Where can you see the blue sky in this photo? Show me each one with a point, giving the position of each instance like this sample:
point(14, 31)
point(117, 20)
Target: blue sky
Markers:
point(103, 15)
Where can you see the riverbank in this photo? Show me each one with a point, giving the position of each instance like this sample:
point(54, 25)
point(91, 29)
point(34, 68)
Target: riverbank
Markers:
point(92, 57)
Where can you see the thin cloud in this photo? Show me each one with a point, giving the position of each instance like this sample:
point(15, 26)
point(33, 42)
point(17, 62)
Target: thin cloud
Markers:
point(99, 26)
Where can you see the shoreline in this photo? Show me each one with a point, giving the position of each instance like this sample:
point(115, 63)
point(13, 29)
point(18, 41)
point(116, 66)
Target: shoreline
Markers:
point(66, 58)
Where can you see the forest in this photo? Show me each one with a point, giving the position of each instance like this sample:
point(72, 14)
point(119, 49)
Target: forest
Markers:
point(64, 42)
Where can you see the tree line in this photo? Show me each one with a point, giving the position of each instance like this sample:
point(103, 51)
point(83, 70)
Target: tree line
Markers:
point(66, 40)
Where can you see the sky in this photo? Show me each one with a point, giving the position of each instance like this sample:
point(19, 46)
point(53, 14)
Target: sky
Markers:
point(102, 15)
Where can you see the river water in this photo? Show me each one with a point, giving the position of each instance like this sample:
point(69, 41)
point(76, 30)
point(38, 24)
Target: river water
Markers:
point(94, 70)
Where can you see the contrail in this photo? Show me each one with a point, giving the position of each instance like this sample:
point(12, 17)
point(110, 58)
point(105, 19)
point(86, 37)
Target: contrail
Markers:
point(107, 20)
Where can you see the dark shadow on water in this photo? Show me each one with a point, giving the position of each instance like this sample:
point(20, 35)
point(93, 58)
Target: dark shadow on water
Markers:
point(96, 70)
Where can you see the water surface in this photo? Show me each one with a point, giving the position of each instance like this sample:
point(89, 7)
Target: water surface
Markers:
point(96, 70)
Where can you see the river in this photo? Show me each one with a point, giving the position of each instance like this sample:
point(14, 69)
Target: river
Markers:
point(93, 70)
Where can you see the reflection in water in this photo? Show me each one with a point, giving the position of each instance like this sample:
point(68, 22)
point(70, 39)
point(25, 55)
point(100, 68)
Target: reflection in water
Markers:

◆ ◆ ◆ ◆ ◆

** Exercise objective **
An exact copy of the listing above is what is wanted.

** Task output **
Where can you see the blue sky in this photo? Show me each one with a point, giving the position of each instance like this sample:
point(14, 31)
point(117, 20)
Target: blue sky
Markers:
point(103, 15)
Where can you see the riverbank in this photo? Show me each one with a point, giving the position of each instance like this sample:
point(54, 25)
point(91, 29)
point(34, 68)
Target: riverbank
Markers:
point(92, 57)
Where can you see the thin cloud in this photo? Show me each one with a point, giving the position of each instance like this sample:
point(15, 26)
point(33, 42)
point(17, 62)
Target: thin cloud
Markers:
point(99, 26)
Where can you see the shoreline in this photo? Show me each one with a point, giving the position of each instance like this sample:
point(115, 63)
point(13, 29)
point(18, 41)
point(116, 66)
Target: shoreline
Markers:
point(66, 58)
Where can you see the forest in this photo? Show me each one with a point, giving the position of each instance like this sample:
point(72, 14)
point(119, 49)
Target: forest
Markers:
point(64, 42)
Where can you see the tree line in this photo? Show me each one with a point, giving the position of each instance like this sample:
point(103, 51)
point(83, 70)
Target: tree line
Markers:
point(66, 40)
Where can you see the sky in this photo? Show me each one with a point, giving the position of each instance like this sample:
point(19, 46)
point(53, 14)
Target: sky
Markers:
point(102, 15)
Where can you see the river water in this photo? Show me each one with a point, giving the position of each instance like this sample:
point(69, 41)
point(76, 30)
point(38, 24)
Target: river water
Markers:
point(94, 70)
Where can you see the contrail in this photo? Show me each one with a point, giving the position of each instance like this sample:
point(12, 17)
point(110, 58)
point(105, 19)
point(86, 37)
Target: contrail
Markers:
point(107, 20)
Where can you see the dark shadow on water in this photo? Show me each one with a point, giving the position of each instance like this sample:
point(20, 35)
point(93, 58)
Target: dark shadow on water
Markers:
point(96, 70)
Where can you see the water surface in this photo? Show me each one with a point, giving the position of each instance like this sample:
point(89, 7)
Target: water surface
Markers:
point(96, 70)
Where can you see the river in this photo? Show me each one with a point, giving the position of each instance like this sample:
point(14, 69)
Target: river
Markers:
point(93, 70)
Where can you see the reflection in water in this photo? Show me each one with a point, giving the position of each instance like this sample:
point(68, 22)
point(70, 39)
point(25, 55)
point(100, 68)
Target: reflection in water
Markers:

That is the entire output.